◆ **REQUIRED TASK**
Rewrite the passage of the mailing-list thread on expression trees, starting with "2012-06-28 Thread Eric" and going on through "n-ary operation f0.", and substitute "syntax trees" for "expression trees".

◆ **TEXT**
2012-06-28 Thread Eric Niebler
On 6/27/2012 2:11 PM, Mathias Gaunard wrote:
> On 25/06/2012 23:30, Eric Niebler wrote:
>> On 6/25/2012 12:21 PM, Mathias Gaunard wrote:
> 
>>> There is a function which is very simple and that I found to be very
>>> useful when dealing with expression trees.
>>>
>>> unpack(e, f0, f1) which calls
>>> f0(f1(e.child0), f1(e.child1), ..., f1(e.childN))
>>>
>>> I can do recursion or not with the right f1, and I can 'unpack' an
>>> expression to an n-ary operation f0.
>>>
>>> Here f0 is typically a function that uses its own overloading-based
>>> dispatching mechanism.
>>
>> OK, thanks for the suggestion. Where have you found this useful?
> 
> For example I can use this to call
> 
> functor()(functor()(a, b), c);
> 
> from a tree like
> 
> expr,
> expr >, expr > >
> 
> NT2 uses a mechanism like this to evaluate expressions.

OK.

> For element-wise expressions (i.e. usual vector operations), the f1 is
> the run(expr, pos) function -- actually more complicated, but there is
> no need to go into details -- which by default simply calls unpack
> recursively.

◆ **SUPPLIED ENTRIES**
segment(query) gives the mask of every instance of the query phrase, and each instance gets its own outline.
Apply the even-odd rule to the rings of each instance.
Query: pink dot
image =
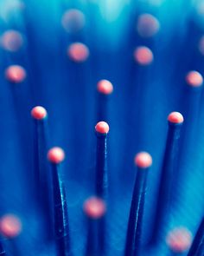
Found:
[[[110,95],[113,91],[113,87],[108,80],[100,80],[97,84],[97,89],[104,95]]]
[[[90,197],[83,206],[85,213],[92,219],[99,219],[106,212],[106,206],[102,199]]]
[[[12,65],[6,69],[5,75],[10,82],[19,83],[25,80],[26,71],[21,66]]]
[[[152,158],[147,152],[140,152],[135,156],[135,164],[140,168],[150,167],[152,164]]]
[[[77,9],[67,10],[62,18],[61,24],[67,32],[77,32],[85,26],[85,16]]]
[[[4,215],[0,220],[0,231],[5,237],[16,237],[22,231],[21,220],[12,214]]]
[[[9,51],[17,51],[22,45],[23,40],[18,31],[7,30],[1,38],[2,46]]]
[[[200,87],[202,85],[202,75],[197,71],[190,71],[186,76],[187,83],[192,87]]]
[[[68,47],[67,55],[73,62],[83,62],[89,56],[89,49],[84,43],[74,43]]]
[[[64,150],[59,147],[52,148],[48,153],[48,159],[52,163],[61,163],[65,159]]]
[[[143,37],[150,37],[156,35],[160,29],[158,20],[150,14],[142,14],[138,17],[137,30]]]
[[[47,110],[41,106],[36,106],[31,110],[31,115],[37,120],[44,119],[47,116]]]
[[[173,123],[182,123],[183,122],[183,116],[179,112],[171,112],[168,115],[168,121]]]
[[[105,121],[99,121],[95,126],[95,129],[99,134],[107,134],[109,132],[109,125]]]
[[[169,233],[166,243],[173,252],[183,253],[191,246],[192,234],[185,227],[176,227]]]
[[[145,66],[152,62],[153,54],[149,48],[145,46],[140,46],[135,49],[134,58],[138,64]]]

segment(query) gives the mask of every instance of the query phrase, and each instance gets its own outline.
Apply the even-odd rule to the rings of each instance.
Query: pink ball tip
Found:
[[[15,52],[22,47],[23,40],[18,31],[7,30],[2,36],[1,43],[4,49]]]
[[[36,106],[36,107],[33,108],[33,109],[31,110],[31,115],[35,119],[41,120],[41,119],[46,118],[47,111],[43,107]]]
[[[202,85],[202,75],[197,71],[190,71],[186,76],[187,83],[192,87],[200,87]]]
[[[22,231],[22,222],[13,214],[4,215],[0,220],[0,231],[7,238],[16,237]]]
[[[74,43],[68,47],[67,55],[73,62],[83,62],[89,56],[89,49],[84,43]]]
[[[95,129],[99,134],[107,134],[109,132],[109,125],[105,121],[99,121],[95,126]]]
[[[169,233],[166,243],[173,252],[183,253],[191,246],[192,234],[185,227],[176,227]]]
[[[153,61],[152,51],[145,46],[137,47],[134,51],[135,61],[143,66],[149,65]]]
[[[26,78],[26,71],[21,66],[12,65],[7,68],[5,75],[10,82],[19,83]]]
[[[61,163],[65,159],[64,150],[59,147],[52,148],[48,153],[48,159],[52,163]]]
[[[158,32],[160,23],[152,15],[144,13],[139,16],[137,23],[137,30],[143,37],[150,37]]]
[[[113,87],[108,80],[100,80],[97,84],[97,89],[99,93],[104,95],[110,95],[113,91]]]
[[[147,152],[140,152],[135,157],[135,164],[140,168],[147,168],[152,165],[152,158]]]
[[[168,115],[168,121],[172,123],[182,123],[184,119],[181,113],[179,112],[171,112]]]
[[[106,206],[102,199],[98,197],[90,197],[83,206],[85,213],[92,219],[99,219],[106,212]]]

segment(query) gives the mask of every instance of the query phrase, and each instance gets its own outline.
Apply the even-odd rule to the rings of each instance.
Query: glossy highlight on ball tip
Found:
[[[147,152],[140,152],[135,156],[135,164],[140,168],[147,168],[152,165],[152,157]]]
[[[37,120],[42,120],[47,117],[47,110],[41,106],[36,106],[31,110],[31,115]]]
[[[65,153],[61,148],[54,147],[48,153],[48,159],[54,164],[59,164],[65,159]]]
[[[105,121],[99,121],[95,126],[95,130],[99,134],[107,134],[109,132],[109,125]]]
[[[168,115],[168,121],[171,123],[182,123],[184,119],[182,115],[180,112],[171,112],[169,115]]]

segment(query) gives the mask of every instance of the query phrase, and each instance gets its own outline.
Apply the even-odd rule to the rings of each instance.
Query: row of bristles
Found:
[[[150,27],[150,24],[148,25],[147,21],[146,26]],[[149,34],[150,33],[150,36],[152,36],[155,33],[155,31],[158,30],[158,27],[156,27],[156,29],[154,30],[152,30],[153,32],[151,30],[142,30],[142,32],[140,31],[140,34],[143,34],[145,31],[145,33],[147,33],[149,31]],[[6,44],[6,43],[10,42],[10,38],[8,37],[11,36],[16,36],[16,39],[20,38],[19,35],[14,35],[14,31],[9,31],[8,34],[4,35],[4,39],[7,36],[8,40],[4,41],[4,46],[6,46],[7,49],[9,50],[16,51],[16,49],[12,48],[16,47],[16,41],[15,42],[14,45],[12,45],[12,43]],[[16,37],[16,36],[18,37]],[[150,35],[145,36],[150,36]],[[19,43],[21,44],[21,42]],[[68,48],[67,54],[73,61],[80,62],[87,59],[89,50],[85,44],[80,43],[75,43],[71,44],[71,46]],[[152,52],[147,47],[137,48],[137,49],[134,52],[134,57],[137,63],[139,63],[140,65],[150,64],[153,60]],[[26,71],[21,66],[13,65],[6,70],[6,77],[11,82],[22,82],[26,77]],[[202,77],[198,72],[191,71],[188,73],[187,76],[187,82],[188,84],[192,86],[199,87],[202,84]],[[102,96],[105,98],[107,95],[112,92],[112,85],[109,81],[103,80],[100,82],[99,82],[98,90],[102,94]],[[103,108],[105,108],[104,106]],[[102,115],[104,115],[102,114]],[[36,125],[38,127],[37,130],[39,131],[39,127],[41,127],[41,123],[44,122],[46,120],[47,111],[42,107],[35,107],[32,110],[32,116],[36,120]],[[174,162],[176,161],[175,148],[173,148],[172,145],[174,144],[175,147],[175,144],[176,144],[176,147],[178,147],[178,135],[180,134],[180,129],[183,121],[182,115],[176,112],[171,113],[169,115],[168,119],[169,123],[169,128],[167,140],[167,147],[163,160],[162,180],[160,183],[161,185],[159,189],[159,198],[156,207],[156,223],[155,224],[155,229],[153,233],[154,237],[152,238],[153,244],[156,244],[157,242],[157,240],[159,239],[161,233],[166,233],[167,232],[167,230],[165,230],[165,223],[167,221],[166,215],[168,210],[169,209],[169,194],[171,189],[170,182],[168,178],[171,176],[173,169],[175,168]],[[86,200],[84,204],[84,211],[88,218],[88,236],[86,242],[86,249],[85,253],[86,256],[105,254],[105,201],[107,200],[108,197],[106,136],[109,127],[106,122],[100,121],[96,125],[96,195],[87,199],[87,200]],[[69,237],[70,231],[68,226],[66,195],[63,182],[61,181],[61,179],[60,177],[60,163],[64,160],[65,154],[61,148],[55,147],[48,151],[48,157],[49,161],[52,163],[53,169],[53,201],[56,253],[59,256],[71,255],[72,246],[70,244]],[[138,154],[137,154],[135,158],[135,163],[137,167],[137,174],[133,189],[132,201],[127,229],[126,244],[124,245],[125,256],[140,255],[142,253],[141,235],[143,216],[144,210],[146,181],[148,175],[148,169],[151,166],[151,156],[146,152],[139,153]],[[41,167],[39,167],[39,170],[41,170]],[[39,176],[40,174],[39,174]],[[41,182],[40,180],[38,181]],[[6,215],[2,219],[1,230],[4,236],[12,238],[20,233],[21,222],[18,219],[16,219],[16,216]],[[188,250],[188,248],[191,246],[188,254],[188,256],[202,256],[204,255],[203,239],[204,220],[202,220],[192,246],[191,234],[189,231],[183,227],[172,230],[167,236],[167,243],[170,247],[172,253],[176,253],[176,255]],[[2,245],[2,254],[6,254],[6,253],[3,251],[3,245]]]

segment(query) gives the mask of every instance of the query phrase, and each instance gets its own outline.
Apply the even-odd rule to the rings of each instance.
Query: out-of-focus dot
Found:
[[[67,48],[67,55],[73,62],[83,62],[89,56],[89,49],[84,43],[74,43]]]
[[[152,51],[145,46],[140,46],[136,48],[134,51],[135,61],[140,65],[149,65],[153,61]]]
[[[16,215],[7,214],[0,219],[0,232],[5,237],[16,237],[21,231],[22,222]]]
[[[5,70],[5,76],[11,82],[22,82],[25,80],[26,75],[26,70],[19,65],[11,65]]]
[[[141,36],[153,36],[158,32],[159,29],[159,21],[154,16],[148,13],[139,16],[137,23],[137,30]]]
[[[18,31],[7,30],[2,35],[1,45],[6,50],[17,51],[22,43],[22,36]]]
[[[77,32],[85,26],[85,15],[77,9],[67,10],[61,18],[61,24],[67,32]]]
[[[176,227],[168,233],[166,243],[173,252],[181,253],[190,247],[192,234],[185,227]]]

◆ **RESULT**
2012-06-28 Thread Eric Niebler
On 6/27/2012 2:11 PM, Mathias Gaunard wrote:
> On 25/06/2012 23:30, Eric Niebler wrote:
>> On 6/25/2012 12:21 PM, Mathias Gaunard wrote:
> 
>>> There is a function which is very simple and that I found to be very
>>> useful when dealing with syntax trees.
>>>
>>> unpack(e, f0, f1) which calls
>>> f0(f1(e.child0), f1(e.child1), ..., f1(e.childN))
>>>
>>> I can do recursion or not with the right f1, and I can 'unpack' an
>>> expression to an n-ary operation f0.